__THE DATA__:
*-*-*
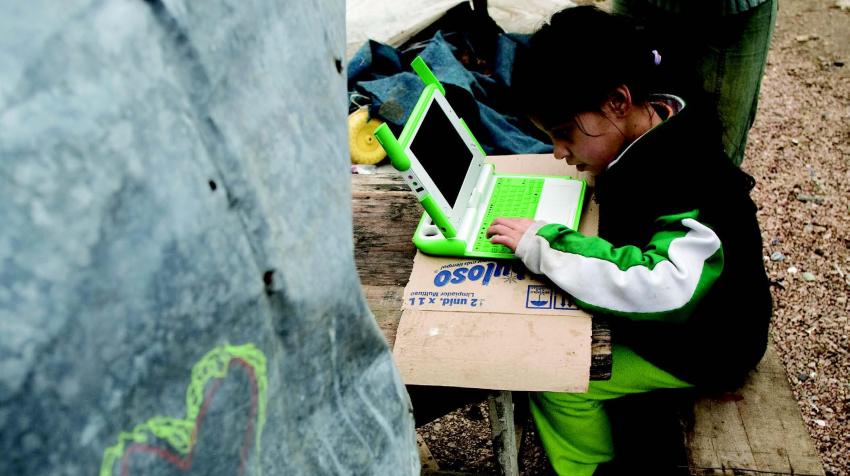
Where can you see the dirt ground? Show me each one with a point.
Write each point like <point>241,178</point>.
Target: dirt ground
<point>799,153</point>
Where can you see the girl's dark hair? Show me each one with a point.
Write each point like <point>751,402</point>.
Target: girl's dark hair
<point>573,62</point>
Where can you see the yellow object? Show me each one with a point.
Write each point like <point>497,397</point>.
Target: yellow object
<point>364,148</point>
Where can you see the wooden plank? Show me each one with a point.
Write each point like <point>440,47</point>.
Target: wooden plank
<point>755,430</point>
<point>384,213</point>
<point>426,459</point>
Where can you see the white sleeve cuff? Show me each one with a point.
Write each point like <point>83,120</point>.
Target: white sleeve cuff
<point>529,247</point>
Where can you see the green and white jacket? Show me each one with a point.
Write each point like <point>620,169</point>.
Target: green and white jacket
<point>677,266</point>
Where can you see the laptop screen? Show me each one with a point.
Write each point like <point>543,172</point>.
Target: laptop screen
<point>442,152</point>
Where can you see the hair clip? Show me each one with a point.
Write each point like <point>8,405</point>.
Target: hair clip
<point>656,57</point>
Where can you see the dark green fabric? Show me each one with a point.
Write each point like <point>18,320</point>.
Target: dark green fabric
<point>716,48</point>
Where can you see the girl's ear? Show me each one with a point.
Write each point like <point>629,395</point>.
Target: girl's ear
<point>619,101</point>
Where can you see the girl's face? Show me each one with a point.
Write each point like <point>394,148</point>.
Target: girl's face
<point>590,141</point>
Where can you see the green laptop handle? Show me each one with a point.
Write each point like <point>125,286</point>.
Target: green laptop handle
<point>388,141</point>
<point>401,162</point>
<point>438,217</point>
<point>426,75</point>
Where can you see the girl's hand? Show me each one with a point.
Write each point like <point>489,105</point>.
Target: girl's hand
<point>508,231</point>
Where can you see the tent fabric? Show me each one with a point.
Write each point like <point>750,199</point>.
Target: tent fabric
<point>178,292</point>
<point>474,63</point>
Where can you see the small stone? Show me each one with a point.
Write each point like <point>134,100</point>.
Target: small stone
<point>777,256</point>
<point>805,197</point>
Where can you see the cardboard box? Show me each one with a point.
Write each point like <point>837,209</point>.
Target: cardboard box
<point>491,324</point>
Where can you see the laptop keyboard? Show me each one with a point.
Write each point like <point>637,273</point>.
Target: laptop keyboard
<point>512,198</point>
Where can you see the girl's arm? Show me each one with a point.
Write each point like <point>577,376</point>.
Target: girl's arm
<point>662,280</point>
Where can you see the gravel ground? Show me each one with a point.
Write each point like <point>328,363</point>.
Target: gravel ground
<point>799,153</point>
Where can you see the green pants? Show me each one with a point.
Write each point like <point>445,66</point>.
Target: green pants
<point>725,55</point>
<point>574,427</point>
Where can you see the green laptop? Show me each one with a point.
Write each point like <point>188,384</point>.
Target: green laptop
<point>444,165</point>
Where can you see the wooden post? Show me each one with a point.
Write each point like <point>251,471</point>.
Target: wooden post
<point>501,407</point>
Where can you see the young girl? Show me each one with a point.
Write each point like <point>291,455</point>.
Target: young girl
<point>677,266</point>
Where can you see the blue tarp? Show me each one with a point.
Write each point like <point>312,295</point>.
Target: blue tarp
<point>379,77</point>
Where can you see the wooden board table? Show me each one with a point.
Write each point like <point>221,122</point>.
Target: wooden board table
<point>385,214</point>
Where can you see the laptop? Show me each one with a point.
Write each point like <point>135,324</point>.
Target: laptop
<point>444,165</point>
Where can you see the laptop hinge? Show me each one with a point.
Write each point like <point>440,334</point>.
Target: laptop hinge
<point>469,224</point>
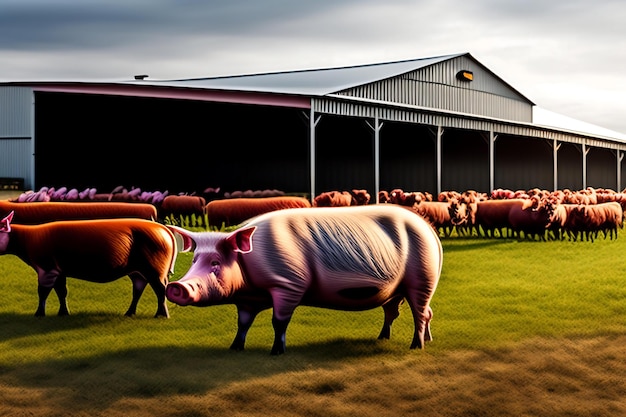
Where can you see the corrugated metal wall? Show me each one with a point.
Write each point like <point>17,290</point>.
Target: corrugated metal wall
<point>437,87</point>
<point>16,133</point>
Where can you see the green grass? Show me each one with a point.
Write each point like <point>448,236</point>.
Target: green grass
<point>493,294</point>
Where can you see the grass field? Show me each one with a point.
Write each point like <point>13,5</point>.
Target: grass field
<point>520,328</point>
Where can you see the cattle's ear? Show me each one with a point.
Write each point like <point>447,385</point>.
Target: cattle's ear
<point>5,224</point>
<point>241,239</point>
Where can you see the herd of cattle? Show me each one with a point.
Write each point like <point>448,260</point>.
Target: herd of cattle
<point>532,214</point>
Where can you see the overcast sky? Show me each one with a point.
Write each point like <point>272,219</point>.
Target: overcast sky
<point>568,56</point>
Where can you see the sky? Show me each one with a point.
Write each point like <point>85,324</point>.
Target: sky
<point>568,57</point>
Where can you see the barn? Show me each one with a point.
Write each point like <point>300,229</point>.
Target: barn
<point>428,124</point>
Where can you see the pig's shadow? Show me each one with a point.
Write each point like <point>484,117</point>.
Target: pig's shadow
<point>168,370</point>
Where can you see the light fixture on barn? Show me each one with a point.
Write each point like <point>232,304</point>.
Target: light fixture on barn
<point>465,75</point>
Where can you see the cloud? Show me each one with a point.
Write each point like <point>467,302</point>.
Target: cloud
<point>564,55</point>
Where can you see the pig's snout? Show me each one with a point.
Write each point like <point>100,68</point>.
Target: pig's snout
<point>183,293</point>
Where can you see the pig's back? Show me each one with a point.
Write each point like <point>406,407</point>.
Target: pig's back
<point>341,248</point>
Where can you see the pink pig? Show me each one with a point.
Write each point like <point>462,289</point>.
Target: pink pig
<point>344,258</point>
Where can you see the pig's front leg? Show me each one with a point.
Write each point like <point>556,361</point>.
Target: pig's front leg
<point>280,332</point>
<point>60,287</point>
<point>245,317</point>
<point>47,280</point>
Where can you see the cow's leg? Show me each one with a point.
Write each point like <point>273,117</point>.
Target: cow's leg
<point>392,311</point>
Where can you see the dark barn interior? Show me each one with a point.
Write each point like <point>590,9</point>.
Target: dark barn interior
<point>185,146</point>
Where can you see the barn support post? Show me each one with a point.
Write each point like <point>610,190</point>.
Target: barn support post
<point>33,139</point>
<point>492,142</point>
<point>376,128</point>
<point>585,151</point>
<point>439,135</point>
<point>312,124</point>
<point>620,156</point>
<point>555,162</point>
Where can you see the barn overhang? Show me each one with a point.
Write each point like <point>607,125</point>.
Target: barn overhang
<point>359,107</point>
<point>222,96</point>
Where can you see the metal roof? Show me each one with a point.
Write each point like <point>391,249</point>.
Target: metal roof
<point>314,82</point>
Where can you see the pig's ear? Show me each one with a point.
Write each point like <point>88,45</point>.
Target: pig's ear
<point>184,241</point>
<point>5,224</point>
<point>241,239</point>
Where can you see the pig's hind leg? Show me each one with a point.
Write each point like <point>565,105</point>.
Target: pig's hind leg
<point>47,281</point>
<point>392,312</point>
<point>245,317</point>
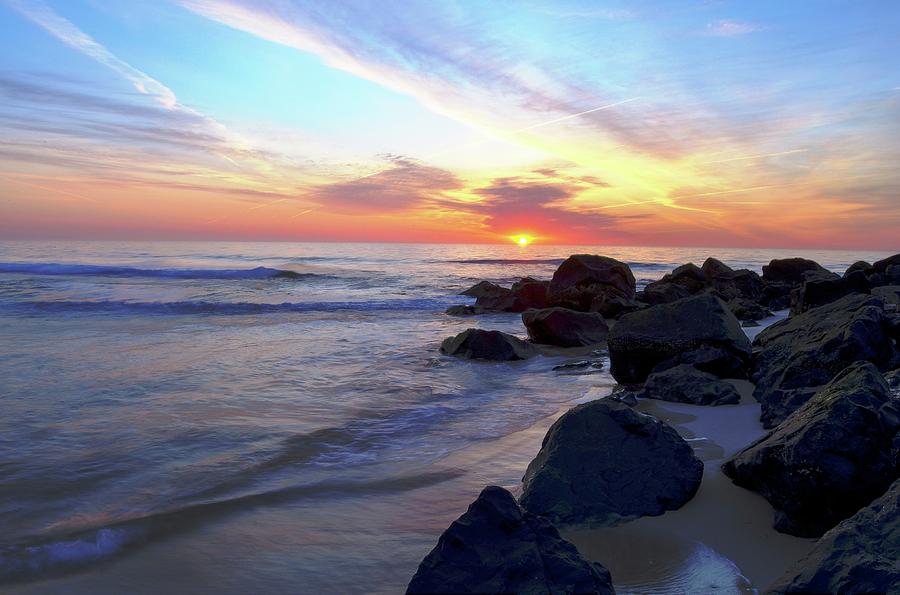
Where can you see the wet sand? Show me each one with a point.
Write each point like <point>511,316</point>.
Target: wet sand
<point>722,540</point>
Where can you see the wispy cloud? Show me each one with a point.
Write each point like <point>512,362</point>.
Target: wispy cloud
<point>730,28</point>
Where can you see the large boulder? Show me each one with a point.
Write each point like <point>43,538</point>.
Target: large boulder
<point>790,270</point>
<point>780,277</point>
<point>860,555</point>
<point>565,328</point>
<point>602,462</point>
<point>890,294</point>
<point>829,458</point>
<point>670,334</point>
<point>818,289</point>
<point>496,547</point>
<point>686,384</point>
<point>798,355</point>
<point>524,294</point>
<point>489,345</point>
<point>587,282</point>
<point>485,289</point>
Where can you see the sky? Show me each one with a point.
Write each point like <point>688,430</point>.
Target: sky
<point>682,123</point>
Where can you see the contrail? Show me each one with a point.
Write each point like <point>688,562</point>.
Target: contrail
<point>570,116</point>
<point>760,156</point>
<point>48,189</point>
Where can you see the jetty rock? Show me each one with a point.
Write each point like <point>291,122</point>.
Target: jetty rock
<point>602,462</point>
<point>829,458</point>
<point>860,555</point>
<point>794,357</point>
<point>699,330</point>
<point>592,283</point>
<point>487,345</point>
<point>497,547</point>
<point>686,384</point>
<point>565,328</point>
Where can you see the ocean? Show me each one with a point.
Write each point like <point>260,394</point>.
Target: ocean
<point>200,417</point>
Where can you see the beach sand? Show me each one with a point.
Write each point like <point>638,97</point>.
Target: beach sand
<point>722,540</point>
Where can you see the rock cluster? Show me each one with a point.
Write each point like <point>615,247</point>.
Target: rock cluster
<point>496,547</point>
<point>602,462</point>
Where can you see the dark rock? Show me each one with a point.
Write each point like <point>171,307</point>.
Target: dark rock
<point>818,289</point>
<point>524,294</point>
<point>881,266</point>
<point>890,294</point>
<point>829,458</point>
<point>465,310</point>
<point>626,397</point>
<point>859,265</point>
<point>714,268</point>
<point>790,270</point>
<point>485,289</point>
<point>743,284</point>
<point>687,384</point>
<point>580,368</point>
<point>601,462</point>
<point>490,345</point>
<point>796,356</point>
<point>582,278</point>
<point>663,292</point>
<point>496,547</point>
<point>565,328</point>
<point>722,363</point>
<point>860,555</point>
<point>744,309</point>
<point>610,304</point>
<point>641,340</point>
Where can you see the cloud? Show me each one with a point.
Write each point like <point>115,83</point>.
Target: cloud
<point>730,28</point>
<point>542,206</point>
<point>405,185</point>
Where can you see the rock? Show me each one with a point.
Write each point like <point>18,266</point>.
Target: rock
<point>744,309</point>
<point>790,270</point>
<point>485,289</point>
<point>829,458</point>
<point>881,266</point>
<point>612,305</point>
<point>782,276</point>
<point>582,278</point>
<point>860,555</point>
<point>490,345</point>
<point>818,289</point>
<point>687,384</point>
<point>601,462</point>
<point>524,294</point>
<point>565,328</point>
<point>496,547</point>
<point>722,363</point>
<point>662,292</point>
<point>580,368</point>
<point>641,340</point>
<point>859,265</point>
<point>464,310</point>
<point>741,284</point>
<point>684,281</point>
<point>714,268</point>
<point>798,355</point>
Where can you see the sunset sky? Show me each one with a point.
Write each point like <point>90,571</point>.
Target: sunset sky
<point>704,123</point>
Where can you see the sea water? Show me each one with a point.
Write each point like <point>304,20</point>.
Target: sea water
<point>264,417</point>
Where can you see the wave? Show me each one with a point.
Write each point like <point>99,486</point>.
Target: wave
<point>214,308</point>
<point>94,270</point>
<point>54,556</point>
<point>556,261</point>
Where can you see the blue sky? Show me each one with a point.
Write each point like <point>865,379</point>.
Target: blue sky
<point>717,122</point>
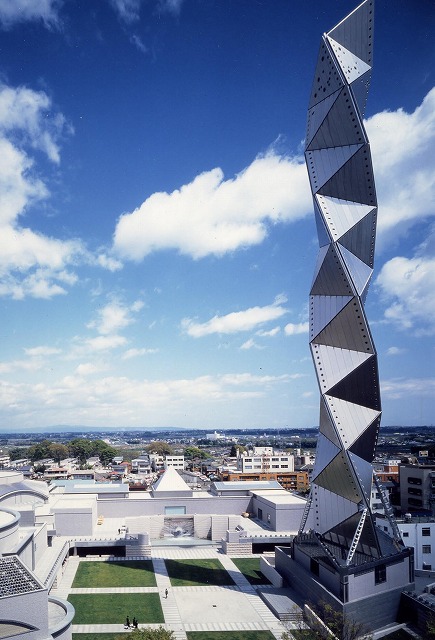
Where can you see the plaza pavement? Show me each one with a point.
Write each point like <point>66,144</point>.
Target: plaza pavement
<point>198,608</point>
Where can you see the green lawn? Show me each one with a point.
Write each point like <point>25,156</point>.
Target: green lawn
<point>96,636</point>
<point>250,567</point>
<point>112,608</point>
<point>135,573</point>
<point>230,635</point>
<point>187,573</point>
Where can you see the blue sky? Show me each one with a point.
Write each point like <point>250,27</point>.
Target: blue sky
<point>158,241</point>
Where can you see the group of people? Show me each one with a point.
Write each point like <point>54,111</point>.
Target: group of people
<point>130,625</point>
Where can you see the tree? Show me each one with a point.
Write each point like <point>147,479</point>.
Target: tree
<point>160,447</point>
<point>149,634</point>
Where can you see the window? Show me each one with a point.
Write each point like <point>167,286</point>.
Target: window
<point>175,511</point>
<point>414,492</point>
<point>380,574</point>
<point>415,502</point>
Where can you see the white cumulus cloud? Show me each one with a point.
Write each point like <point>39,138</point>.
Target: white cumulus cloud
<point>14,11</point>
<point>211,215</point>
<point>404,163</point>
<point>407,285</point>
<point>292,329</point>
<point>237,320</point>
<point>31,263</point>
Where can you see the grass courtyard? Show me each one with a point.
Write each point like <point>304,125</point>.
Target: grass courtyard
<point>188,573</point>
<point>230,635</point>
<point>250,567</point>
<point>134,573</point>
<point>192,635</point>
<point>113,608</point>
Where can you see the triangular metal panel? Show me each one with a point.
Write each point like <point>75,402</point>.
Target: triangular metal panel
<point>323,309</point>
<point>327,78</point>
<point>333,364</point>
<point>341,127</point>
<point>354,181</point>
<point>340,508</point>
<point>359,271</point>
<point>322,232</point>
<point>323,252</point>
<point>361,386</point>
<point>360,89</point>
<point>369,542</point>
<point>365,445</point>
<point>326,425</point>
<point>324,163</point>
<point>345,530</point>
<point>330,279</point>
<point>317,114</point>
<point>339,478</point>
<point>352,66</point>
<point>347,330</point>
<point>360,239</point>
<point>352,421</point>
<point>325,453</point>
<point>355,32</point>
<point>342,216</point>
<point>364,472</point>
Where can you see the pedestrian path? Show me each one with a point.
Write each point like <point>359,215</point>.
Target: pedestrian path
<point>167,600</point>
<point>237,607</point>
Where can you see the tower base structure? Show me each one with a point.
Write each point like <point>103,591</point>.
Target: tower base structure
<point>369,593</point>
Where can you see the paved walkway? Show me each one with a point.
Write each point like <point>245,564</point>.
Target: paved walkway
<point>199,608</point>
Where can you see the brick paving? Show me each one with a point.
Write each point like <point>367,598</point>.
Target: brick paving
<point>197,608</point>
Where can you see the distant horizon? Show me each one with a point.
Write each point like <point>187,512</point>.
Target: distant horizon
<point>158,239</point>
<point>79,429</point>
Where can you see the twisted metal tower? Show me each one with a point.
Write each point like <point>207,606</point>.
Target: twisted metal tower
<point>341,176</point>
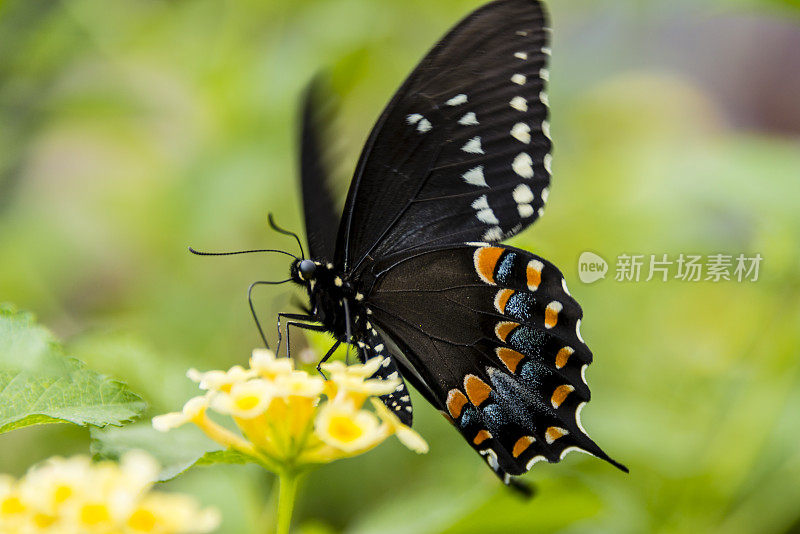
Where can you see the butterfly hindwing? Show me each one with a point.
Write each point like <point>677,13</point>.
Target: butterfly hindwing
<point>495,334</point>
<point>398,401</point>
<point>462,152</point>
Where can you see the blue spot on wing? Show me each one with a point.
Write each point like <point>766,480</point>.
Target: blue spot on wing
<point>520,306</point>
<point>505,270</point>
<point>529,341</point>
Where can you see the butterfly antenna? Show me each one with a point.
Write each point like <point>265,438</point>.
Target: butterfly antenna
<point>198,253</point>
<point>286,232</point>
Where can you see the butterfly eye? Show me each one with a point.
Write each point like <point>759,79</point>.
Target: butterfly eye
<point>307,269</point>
*-*-*
Start at the line above containing "Where can you see the young" and stop at the line containing "Write each point like <point>272,219</point>.": print those lines and everything between them exactly, but not the pictures.

__WRITTEN REPLY__:
Where can you see the young girl? Show me each one with a point.
Write each point like <point>291,455</point>.
Target: young girl
<point>677,266</point>
Where can you see the blue tarp? Show me each one with a point.
Write each point like <point>312,295</point>.
Target: blue tarp
<point>379,77</point>
Where can you see the wooden board table? Show me each one with a point.
Write each point like <point>221,122</point>.
Target: wooden board table
<point>385,214</point>
Where can you see the laptop? Show me each one with a point.
Write each point like <point>135,324</point>.
Target: laptop
<point>444,165</point>
Where can you see the laptop hinge? Show me each one with a point.
Write each point like <point>440,334</point>.
Target: laptop hinge
<point>469,224</point>
Where can you see the corrugated metal wall? Show me each one with a point.
Write each point like <point>17,290</point>.
Target: corrugated metal wall
<point>437,87</point>
<point>16,133</point>
Where can you see the green grass? Show me each one with a point.
Write each point like <point>448,236</point>.
Target: green grass
<point>493,294</point>
Where can you see the grass field? Show me each one with a point.
Write each point like <point>13,5</point>.
Target: grass field
<point>520,328</point>
Where can you see the cattle's ear? Show me each one with a point.
Write each point like <point>447,385</point>.
Target: cattle's ear
<point>5,224</point>
<point>241,239</point>
Where can you see the herd of cattle? Show me each one with a point.
Write each point like <point>448,260</point>.
Target: herd of cattle
<point>532,214</point>
Where can you see the overcast sky? Show me each one with a point.
Write each point like <point>272,219</point>.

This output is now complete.